━━━ GIVEN ENTRIES

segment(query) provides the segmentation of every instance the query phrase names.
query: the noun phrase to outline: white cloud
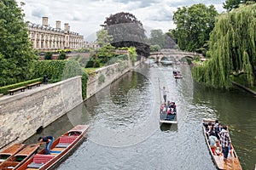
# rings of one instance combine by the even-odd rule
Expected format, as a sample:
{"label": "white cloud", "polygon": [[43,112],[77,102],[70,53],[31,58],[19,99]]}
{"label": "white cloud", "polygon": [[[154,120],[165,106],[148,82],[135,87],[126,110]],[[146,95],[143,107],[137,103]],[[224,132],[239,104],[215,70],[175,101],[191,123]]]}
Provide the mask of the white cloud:
{"label": "white cloud", "polygon": [[[144,27],[161,29],[164,32],[174,28],[172,19],[177,7],[203,3],[214,4],[218,12],[224,11],[224,0],[17,0],[24,2],[22,7],[26,20],[42,24],[42,17],[49,18],[50,26],[55,20],[68,23],[72,31],[84,35],[85,40],[94,40],[106,18],[119,12],[134,14]],[[148,29],[146,29],[148,30]]]}

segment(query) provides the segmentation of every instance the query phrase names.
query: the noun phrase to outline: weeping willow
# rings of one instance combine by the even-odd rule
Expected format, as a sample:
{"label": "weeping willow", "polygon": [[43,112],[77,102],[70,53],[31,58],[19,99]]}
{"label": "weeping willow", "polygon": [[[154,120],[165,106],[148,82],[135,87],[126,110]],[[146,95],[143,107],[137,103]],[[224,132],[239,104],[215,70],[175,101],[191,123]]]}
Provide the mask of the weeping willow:
{"label": "weeping willow", "polygon": [[215,88],[229,88],[231,74],[245,74],[246,83],[253,86],[256,67],[256,3],[220,14],[210,35],[210,57],[201,66],[195,66],[193,77]]}

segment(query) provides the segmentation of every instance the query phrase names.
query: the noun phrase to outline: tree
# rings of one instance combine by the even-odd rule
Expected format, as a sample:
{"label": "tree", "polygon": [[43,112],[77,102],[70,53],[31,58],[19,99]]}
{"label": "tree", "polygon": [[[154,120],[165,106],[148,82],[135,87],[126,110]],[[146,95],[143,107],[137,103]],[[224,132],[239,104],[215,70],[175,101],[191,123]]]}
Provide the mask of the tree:
{"label": "tree", "polygon": [[177,8],[173,22],[177,26],[171,34],[182,50],[195,51],[209,40],[218,13],[213,5],[208,8],[202,3],[191,7]]}
{"label": "tree", "polygon": [[[63,53],[63,52],[61,52]],[[65,53],[65,52],[64,52]],[[44,60],[52,60],[52,52],[46,52],[45,55],[44,55]]]}
{"label": "tree", "polygon": [[227,11],[230,11],[232,8],[237,8],[240,4],[246,3],[247,2],[256,2],[256,0],[226,0],[224,3],[223,3],[223,8],[227,9]]}
{"label": "tree", "polygon": [[164,35],[165,43],[163,48],[175,48],[177,47],[172,36],[170,32],[166,32]]}
{"label": "tree", "polygon": [[0,1],[0,86],[32,77],[33,53],[22,9],[15,0]]}
{"label": "tree", "polygon": [[162,30],[151,30],[149,42],[151,45],[158,45],[160,48],[165,45],[165,36]]}
{"label": "tree", "polygon": [[108,31],[102,29],[96,32],[97,36],[97,43],[102,48],[103,46],[110,44],[110,42],[113,40],[113,37],[108,34]]}
{"label": "tree", "polygon": [[157,51],[160,51],[161,48],[156,44],[156,45],[150,45],[150,51],[151,52],[157,52]]}
{"label": "tree", "polygon": [[58,60],[66,60],[66,59],[67,59],[67,54],[65,52],[61,52],[58,56]]}
{"label": "tree", "polygon": [[105,29],[113,37],[111,44],[116,48],[135,47],[139,55],[149,55],[149,45],[146,43],[145,30],[141,21],[130,13],[111,14],[104,21]]}
{"label": "tree", "polygon": [[193,76],[209,86],[229,88],[232,75],[242,73],[245,84],[253,86],[255,30],[256,3],[219,15],[207,54],[211,59],[204,65],[194,67]]}

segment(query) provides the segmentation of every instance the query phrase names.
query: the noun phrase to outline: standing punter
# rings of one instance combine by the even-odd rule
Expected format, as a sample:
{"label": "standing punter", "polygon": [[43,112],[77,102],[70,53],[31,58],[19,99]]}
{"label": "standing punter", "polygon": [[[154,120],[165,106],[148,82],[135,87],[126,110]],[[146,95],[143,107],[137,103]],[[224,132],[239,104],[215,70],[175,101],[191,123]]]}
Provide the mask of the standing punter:
{"label": "standing punter", "polygon": [[39,137],[38,139],[40,144],[45,143],[45,154],[50,155],[50,147],[55,140],[55,138],[52,136],[44,136],[44,137]]}

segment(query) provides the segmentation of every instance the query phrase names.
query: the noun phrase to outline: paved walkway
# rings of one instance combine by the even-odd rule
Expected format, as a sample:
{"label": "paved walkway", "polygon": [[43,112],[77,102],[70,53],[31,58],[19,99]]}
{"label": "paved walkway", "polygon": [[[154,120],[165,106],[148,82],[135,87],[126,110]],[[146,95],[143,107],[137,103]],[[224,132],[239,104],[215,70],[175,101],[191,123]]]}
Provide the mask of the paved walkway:
{"label": "paved walkway", "polygon": [[3,103],[10,102],[20,98],[31,95],[36,92],[41,91],[42,89],[46,89],[52,87],[54,84],[41,84],[40,86],[33,86],[32,89],[26,88],[25,92],[17,91],[15,92],[14,95],[9,95],[9,94],[3,95],[0,98],[0,106]]}

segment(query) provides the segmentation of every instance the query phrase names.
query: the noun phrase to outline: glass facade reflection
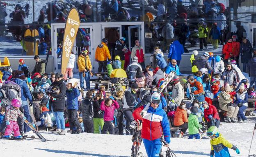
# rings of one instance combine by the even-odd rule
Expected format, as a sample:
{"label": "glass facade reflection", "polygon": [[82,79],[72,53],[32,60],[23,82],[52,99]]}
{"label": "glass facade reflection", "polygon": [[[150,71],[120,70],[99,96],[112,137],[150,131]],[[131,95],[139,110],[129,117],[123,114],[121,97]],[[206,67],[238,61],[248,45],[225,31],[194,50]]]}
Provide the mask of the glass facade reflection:
{"label": "glass facade reflection", "polygon": [[[157,46],[167,52],[174,35],[179,37],[179,41],[187,51],[187,48],[199,44],[198,24],[200,22],[203,22],[209,30],[214,22],[217,23],[218,26],[223,26],[223,33],[234,31],[236,28],[233,23],[237,19],[246,28],[248,19],[253,22],[256,20],[256,11],[253,7],[256,2],[256,0],[1,0],[0,56],[52,55],[50,24],[65,23],[72,7],[78,9],[82,22],[120,22],[122,25],[122,23],[126,22],[144,21],[144,32],[142,33],[145,33],[146,53],[151,53]],[[242,15],[238,13],[242,11]],[[132,44],[130,48],[134,39],[137,38],[136,33],[133,32],[138,31],[138,29],[135,31],[132,29],[134,36],[126,36],[128,27],[122,26],[120,28],[123,34],[122,35],[127,41],[132,38],[130,39]],[[105,28],[105,32],[106,33],[110,29]],[[25,33],[28,29],[30,30],[31,34]],[[33,31],[35,30],[38,33],[33,33],[37,31]],[[86,34],[89,34],[91,31],[85,28],[82,31],[86,34],[83,34],[83,38],[80,40],[83,41],[83,46],[86,49],[90,46],[87,42],[89,42],[91,37]],[[56,32],[60,46],[62,31],[59,29]],[[222,40],[224,40],[224,38]]]}

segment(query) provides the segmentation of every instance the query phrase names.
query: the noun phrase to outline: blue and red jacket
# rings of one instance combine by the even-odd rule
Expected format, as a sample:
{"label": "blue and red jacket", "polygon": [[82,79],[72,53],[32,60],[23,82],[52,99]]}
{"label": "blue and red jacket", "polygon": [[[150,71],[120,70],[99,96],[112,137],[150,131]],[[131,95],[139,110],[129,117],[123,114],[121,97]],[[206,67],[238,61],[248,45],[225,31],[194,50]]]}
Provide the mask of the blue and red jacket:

━━━━━━

■ AIM
Copy out every line of the items above exactly, leaving out the pictures.

■ RESPONSE
segment(query) provides the segmentation of every instance the query phrase names.
query: the noun phrase to outline: white cloud
# rings of one instance combine by the even-odd rule
Expected format, as a sample:
{"label": "white cloud", "polygon": [[43,112],[77,102],[70,53],[31,58],[19,99]]}
{"label": "white cloud", "polygon": [[[154,120],[165,106],[148,82],[135,87],[126,110]],[[146,95],[143,107],[137,103]],[[224,132],[239,104],[215,70],[175,101],[191,123]]]}
Provide the mask of the white cloud:
{"label": "white cloud", "polygon": [[[144,27],[161,29],[164,32],[174,28],[172,19],[177,7],[203,3],[214,4],[218,12],[224,11],[224,0],[17,0],[24,2],[22,7],[26,20],[42,24],[42,17],[49,18],[50,26],[55,20],[68,23],[72,31],[84,35],[85,40],[94,40],[106,18],[119,12],[134,14]],[[148,29],[146,29],[148,30]]]}

segment(query) provides the segmentation of every instance the query phrase names.
query: the noun phrase to outline: weeping willow
# rings of one instance combine by the even-odd rule
Expected format, as a sample:
{"label": "weeping willow", "polygon": [[43,112],[77,102],[70,53],[31,58],[19,99]]}
{"label": "weeping willow", "polygon": [[[154,120],[165,106],[148,82],[135,87],[126,110]],[[146,95],[143,107],[137,103]],[[224,132],[239,104],[215,70],[175,101],[191,123]]]}
Provide the mask of the weeping willow:
{"label": "weeping willow", "polygon": [[215,88],[229,88],[231,74],[245,74],[246,83],[253,86],[256,67],[256,3],[220,14],[210,35],[210,57],[201,66],[195,66],[193,77]]}

segment(query) provides the segmentation of every instance the query phrase names.
query: the noun phrase to outline: tree
# rings of one instance combine by the even-odd rule
Expected format, as a sample:
{"label": "tree", "polygon": [[43,112],[77,102],[70,53],[31,58],[19,99]]}
{"label": "tree", "polygon": [[[154,120],[165,106],[148,82],[135,87],[126,110]],[[146,95],[143,107],[137,103]],[[224,132],[239,104],[215,70],[175,101],[191,123]]]}
Provide the mask of the tree:
{"label": "tree", "polygon": [[177,8],[173,22],[177,26],[171,34],[182,50],[195,51],[209,40],[218,13],[213,5],[208,8],[202,3],[191,7]]}
{"label": "tree", "polygon": [[[63,53],[63,52],[61,52]],[[65,53],[65,52],[64,52]],[[44,60],[52,60],[52,52],[46,52],[45,55],[44,55]]]}
{"label": "tree", "polygon": [[227,11],[230,11],[232,8],[237,8],[240,4],[246,3],[247,2],[256,2],[256,0],[226,0],[224,3],[223,3],[223,8],[227,9]]}
{"label": "tree", "polygon": [[164,35],[165,43],[163,48],[175,48],[177,47],[172,36],[170,32],[166,32]]}
{"label": "tree", "polygon": [[0,1],[0,86],[32,77],[33,53],[22,9],[15,0]]}
{"label": "tree", "polygon": [[162,30],[151,30],[149,42],[151,45],[158,45],[160,48],[165,45],[165,36]]}
{"label": "tree", "polygon": [[108,31],[102,29],[96,32],[97,36],[97,43],[102,48],[103,46],[110,44],[110,42],[113,40],[113,37],[108,34]]}
{"label": "tree", "polygon": [[157,51],[160,51],[161,48],[156,44],[156,45],[150,45],[150,51],[151,52],[157,52]]}
{"label": "tree", "polygon": [[58,60],[66,60],[66,59],[67,59],[67,54],[65,52],[61,52],[58,56]]}
{"label": "tree", "polygon": [[105,29],[113,37],[111,44],[116,48],[135,47],[139,55],[149,55],[149,45],[146,43],[145,30],[141,21],[130,13],[111,14],[104,21]]}
{"label": "tree", "polygon": [[193,76],[209,86],[229,88],[232,75],[242,73],[245,84],[253,86],[255,30],[256,3],[219,15],[207,54],[211,59],[204,65],[194,67]]}

segment(query) provides the segmentation of every instance the query phrase names.
query: the noun phrase to outline: standing punter
# rings of one instance combine by the even-odd rule
Expected format, as a sample:
{"label": "standing punter", "polygon": [[43,112],[77,102],[70,53],[31,58],[19,99]]}
{"label": "standing punter", "polygon": [[[154,120],[165,106],[148,82],[135,87],[126,110]],[[146,95],[143,107],[137,103]],[[224,132],[239,104],[215,70],[175,101],[191,123]]]}
Provide the mask of the standing punter:
{"label": "standing punter", "polygon": [[39,137],[38,139],[40,144],[45,143],[45,154],[50,155],[50,147],[55,140],[55,138],[52,136],[44,136],[44,137]]}

segment(query) provides the segmentation of every instance the query phrase names.
query: the noun phrase to outline: paved walkway
# rings of one instance combine by the even-odd rule
Expected format, as a sample:
{"label": "paved walkway", "polygon": [[43,112],[77,102],[70,53],[31,58],[19,99]]}
{"label": "paved walkway", "polygon": [[[154,120],[165,106],[148,82],[135,87],[126,110]],[[146,95],[143,107],[137,103]],[[224,132],[239,104],[215,70],[175,101],[191,123]]]}
Provide the mask of the paved walkway:
{"label": "paved walkway", "polygon": [[3,103],[10,102],[20,98],[31,95],[36,92],[41,91],[42,89],[46,89],[52,87],[54,84],[41,84],[40,86],[33,86],[32,89],[26,88],[25,92],[17,91],[15,92],[14,95],[9,95],[9,94],[3,95],[0,98],[0,106]]}

segment(query) provides the segmentation of every instance the query phrase names.
query: the noun phrase to outline: glass facade reflection
# rings of one instance combine by the even-odd rule
Expected format, as a sample:
{"label": "glass facade reflection", "polygon": [[82,79],[72,53],[32,60],[23,82],[52,99]]}
{"label": "glass facade reflection", "polygon": [[[150,71],[120,70],[99,96],[112,137],[150,131]],[[131,95],[139,110],[129,117],[123,114],[121,97]],[[206,67],[238,61],[248,45],[225,31],[194,50]]]}
Provide the mask of the glass facade reflection:
{"label": "glass facade reflection", "polygon": [[[157,46],[167,52],[174,35],[179,37],[179,41],[187,51],[187,48],[199,44],[198,24],[200,22],[203,22],[209,30],[214,22],[217,23],[218,26],[223,26],[223,33],[234,31],[236,28],[233,23],[237,19],[246,28],[248,19],[253,22],[256,20],[256,11],[253,7],[256,2],[256,0],[1,0],[0,56],[52,55],[50,24],[65,23],[72,7],[78,9],[82,22],[120,22],[122,25],[122,23],[126,22],[144,21],[144,32],[142,33],[145,33],[146,53],[151,53]],[[242,15],[238,13],[242,11]],[[132,44],[130,48],[134,39],[137,38],[136,33],[133,32],[138,31],[138,29],[135,31],[132,29],[134,36],[126,36],[128,27],[122,26],[120,28],[123,34],[122,35],[127,41],[132,38],[130,39]],[[105,28],[105,32],[106,33],[110,29]],[[25,33],[28,29],[30,30],[31,34]],[[33,31],[35,30],[38,33],[33,33],[37,31]],[[86,34],[89,34],[91,31],[85,28],[82,31],[86,34],[83,34],[83,38],[80,40],[83,41],[83,46],[86,49],[90,46],[87,42],[89,42],[91,37]],[[56,32],[60,46],[62,31],[59,29]],[[222,40],[224,40],[224,38]]]}

segment(query) provides the segmentation of every instance the query phrase names.
query: the noun phrase to outline: blue and red jacket
# rings of one instance combine by the even-odd rule
Expected format, as a sample:
{"label": "blue and red jacket", "polygon": [[82,79],[72,53],[32,60],[23,82],[52,99]]}
{"label": "blue and red jacket", "polygon": [[[150,71],[120,70],[99,96],[112,137],[150,131]],[[131,95],[139,110],[129,117],[123,114],[121,97]],[[206,67],[238,61],[248,45],[225,31],[194,50]]]}
Provide the mask of the blue and red jacket:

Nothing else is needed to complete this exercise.